Qué se pide:
[A] Responde estas preguntas sobre el texto acerca de Hazte Oír:
(i) ¿Qué pretende ignorar la ideología tránsfoba?
(ii) ¿Qué método irrenunciable se impone a sí misma la nueva ciencia?
(iii) ¿Qué exige más que nunca nuestro tiempo, según el último párrafo?
[B] Prolonga el texto acerca de Hazte Oír a partir de su última oración.

Texto seleccionado:
Las insuficiencias de este modelo científico empiezan a ponerse de manifiesto cuando las esencias consideradas salen de las cabezas que las piensan y aterrizan en el mundo real, entendiendo por ello el mundo de la sociedad, la cultura, el contexto de la vida… Cuando ese pene y esa vulva que anidan idealmente en las cabezas de los/las integrantes de Hazte Oír se encarnan y objetivan en un organismo vivo concreto, con una subjetividad y un entorno biológico/cultura/social/histórico concreto, el dato empírico (la realidad fisiológica pene/vulva) queda inevitablemente sometido a un entramado complejo de dinámicas, determinaciones, condicionantes, matizaciones, interrelaciones, constricciones…, etc. que conforman lo que podríamos llamar la vida, el ámbito del vivir personal, cotidiano e intransferible.

Esa red compleja de procesos eco-vitales es lo que precisamente pretende ignorar la ideología tránsfoba, al igual que la ciencia de las esencias se reveló incapaz de integrar en un modelo cognitivo global, ecológico, complejo…

b) De lo anterior se sigue que la nueva ciencia, contrariamente a la ciencia clásica, establece y se impone a sí misma como método irrenunciable la indagación transdisciplinar y multidimensional, lo que implica un acercamiento cognitivo no restrictivo a las realidades que se quieren considerar objeto de estudio e investigación. Se trata de integrar en las investigaciones los conocimientos y las expectativas de las demás disciplinas, así como no renunciar a priori a las distintas dimensiones implicadas en cualquier realidad considerada. La ciencia actual se alimenta y se enriquece respecto de la ciencia clásica mediante la integración de convenientes dosis de escepticismo, relativismo, provisionalidad, aproximaciones, incertidumbres…, y hasta modestia. Hoy, queramos o no, estamos abocados a vivir “la aventura pluralista”, en todos los sentidos y órdenes…

Los planteamientos tránsfobos de Hazte Oír suponen, al contrario, una restricción intolerable —por sus efectos perversos— de las distintas dimensiones y disciplinas implicadas en los asuntos sobre los que esta asociación se está pronunciando de manera torpe, parcial y sesgada… Una clara muestra de que el olvido de la complejidad que supone el fenómeno humano, ya se manifieste con pene o con vulva, genera monstruosidades indignas de sostener a la altura de nuestro tiempo. Un tiempo que exige más que nunca reforzar nuestra “religación ética” con nuestro prójimo, con nuestra comunidad, con la especie humana en definitiva… ¿Lo podrían llegar a entender así los/las integrantes de Hazte Oír?

Conjunto de filas:
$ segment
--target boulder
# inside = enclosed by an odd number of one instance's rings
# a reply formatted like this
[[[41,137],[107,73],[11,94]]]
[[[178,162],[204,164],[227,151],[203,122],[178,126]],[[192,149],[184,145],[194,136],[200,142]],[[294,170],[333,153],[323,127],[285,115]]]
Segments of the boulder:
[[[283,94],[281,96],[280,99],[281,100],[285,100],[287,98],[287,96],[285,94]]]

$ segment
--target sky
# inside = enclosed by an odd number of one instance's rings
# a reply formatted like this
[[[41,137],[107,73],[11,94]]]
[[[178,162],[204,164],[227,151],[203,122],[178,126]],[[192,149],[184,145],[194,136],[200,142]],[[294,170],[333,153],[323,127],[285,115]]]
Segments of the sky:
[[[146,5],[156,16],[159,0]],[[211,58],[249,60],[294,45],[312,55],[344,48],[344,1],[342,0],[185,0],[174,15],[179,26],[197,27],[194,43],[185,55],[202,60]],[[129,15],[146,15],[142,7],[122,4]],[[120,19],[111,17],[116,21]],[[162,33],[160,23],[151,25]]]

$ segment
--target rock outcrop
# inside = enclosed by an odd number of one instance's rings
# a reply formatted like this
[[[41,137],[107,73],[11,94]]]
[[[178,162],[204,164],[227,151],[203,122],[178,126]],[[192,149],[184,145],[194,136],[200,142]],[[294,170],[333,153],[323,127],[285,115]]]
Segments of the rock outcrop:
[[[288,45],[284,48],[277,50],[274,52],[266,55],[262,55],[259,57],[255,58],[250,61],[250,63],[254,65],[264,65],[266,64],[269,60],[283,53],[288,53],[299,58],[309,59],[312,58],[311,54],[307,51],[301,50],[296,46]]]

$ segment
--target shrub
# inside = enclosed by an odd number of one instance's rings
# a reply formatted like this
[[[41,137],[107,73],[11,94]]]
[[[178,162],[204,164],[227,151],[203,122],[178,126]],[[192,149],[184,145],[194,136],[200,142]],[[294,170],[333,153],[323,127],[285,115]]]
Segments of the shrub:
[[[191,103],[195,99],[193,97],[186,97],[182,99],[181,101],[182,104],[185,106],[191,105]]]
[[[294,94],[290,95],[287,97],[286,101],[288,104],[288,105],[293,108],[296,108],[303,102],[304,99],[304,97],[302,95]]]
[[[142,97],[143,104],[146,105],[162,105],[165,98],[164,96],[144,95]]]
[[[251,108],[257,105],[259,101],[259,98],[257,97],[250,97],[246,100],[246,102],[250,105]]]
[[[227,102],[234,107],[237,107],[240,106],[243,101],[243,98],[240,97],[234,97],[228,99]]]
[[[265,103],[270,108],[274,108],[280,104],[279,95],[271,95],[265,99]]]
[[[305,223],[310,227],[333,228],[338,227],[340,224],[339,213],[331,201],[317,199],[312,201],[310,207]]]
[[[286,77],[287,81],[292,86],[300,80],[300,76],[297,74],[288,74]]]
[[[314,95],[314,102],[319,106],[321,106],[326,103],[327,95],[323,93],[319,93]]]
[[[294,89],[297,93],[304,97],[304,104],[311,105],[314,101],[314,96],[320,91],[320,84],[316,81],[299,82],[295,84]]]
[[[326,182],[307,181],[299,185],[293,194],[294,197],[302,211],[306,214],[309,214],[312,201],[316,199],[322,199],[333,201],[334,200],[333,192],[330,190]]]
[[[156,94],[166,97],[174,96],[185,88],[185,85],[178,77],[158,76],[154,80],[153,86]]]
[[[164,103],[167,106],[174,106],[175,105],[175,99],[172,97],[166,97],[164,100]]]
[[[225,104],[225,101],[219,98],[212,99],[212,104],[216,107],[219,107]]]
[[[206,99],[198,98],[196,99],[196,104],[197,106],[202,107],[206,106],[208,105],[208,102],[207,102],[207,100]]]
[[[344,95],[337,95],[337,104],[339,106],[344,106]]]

Resultados:
[A]
(i) La red compleja de procesos eco-vitales.
(ii) La indagación transdisciplinar y multidimensional.
(iii) Reforzar nuestra "religación ética" con nuestro prójimo, con nuestra comunidad y, en definitiva, con la especie humana.

[B]
Y para terminar estas reflexiones, comprimidas y seguramente incompletas, recordar que el conocimiento científico, la ciencia, no es una realidad espontánea en su funcionamiento y desarrollo, sino que es una realidad administrada desde diversas instituciones, de las que cabe resaltar tres fundamentales: a) la propia institución científica, cuya idea de divulgación de cara a su comprensión por la sociedad suele reducirse a la exhibición propagandística de los logros tecnocientíficos y a la ocultación de las inauditas ganancias de ignorancia que inevitablemente genera ella misma; b) la institución del Estado, cuyos gobiernos avalan la propia gestión enfatizando la diligencia con la que ponen a disposición de la sociedad aquellos logros; y c) los intereses económicos que confluyen en los mercados comerciales y financieros internacionales, primeros beneficiarios de los sustanciosos réditos que generan la ciencia y la tecnología.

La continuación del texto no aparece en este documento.